Lei e crítica: sobre Arendt, raça e a transgressão

Por: Ayça Çubukçu, via Critical Legal Thinking, traduzido por Marcelo Bamonte

A forte rejeição de Arendt à ação afirmativa e ao movimento Black Power pode ser interpretada como uma articulação inicial de objeções contemporâneas – e categóricas – à “política de identidade”, com base no fato de que elas constituem “racismo reverso”, ou então, uma forma de política divisionista


Hannah Arendt era conservadora em mais de uma maneira [1]. Ela valorizou o sem precedentes, o inesperado e o novo [2], ainda em ‘Desobediência Civil’ e outros ensaios elaborados no final dos rebeldes anos 60, lutou para enquadrar esta avaliação com um desejo palpável de lei e ordem. Ela lamentou que a criminalidade tivesse dominado a vida americana, acusou a polícia de não prender criminosos suficientes (ARENDT, 1970, pp. 70-74) e acusou ‘a comunidade negra’ de apoiar o que ela chamou de violência negra (ARENDT, 1969, p. 19). Ao mesmo tempo, ela elogiou “os brancos rebeldes” do movimento estudantil nos Estados Unidos por seus atos corajosos de desobediência.

Em um ensaio recente publicado pela Law & Critique*, eu exploro como foi o tratamento diferenciado de Arendt da ação violadora da lei [3]. Isso requer envolvimento com as distinções conceituais que ela propôs – distinções entre poder e violência, civil e criminal, política e moralidade, opinião e interesse – em um esforço para compreender como ‘certos setores da população’ nos Estados Unidos poderiam parecer representar o conceito de criminalidade em vez de desobediência civil em sua mente.

Embora a importância de Arendt como “uma das pensadoras seminais do século XX” esteja agora bem estabelecida [4], ela até adquiriu o “status santo” [5] em alguns meios acadêmicos, especialmente nos Estados Unidos. No entanto, a bolsa de estudos inovadora, culminando com Hannah Arendt e a Questão do Negro, publicada pela filósofa Kathryn T. Gines em 2014, forneceu uma análise sistemática do racismo anti-negro no trabalho de Arendt [6]. Neste meu ensaio, eu ofereço uma interpretação crítica das reflexões racializadas de Arendt sobre a desobediência civil no final dos anos 1960, focando em um assunto apenas superficialmente explorado por Gines [7].

Como Gines, “não estou tentando descartar totalmente o pensamento de Arendt e rotulá-la de racista” (2014, p. 91). Isso, a meu ver, seria um esforço menos frutífero do que tentar entender como as reflexões de Arendt sobre os assuntos ostensivamente não raciais de desobediência civil e transgressão da lei foram subscritas maneiras racistas de se pensar, quando não racistas – dependendo da interpretação do indivíduo desse conceito [8]. Se, recentemente, em 2018, a conferência sobre ‘Cidadania e Desobediência Civil’ realizada no Centro Hannah Arendt nos Estados Unidos, pode ser apresentada extensivamente sem observar como Arendt categoricamente excluiu certos cidadãos, particularmente o movimento Black Power, da zona de desobediência civil, ainda vale a pena conduzir um esforço sobre esta questão (ver Berkowitz 2018).

(Amostra dos dados)

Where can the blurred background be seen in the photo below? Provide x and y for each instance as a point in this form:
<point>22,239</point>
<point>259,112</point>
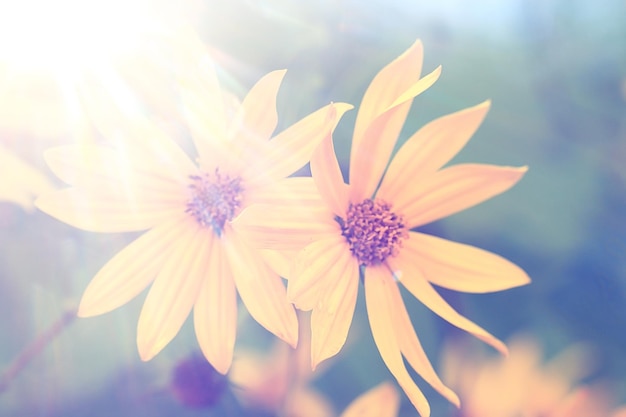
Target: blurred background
<point>555,71</point>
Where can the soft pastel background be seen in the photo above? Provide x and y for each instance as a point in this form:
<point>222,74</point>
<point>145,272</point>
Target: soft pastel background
<point>555,71</point>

(Lista de tarefas)
#1 Extraia do texto sobre Arendt e a desobediência civil tudo o que vai de "Hannah Arendt era" até "corajosos de desobediência.".
#2 Prossiga o texto sobre Arendt e a desobediência civil a partir do ponto em que ele termina.

(Respostas por tarefa)
#1
Hannah Arendt era conservadora em mais de uma maneira [1]. Ela valorizou o sem precedentes, o inesperado e o novo [2], ainda em ‘Desobediência Civil’ e outros ensaios elaborados no final dos rebeldes anos 60, lutou para enquadrar esta avaliação com um desejo palpável de lei e ordem. Ela lamentou que a criminalidade tivesse dominado a vida americana, acusou a polícia de não prender criminosos suficientes (ARENDT, 1970, pp. 70-74) e acusou ‘a comunidade negra’ de apoiar o que ela chamou de violência negra (ARENDT, 1969, p. 19). Ao mesmo tempo, ela elogiou “os brancos rebeldes” do movimento estudantil nos Estados Unidos por seus atos corajosos de desobediência.

#2
Por outro lado, levanto neste ensaio uma questão mais ampla: na medida em que o conceito de desobediência civil envolve limites (impostos, entre outros, pela exigência de ‘civilidade’ e a presunção de que um determinado Estado é fundamentalmente justo), como esses limites são traçados para a exclusão de certos tipos de atores e suas reivindicações particulares na esfera pública? [9]. Ponderando esta questão por meio de Arendt, em vez de concluir que ela era “uma das observadoras mais prescientes da América” ​​(Berkowitz 2018), ou o fenômeno da desobediência civil, podemos aprender com as maneiras pelas quais ela foi profundamente limitada – apesar das advertências feitas por seus contemporâneos [10] – pelo fabuloso conto de que os Estados Unidos são uma terra excepcional de liberdade e democracia no mundo. No final, foram os atores políticos, atores políticos racializados, cuja ação violadora da lei desafiou os contos fundamentais do excepcionalismo americano, que Arendt excluiu da categoria de desobediência civil.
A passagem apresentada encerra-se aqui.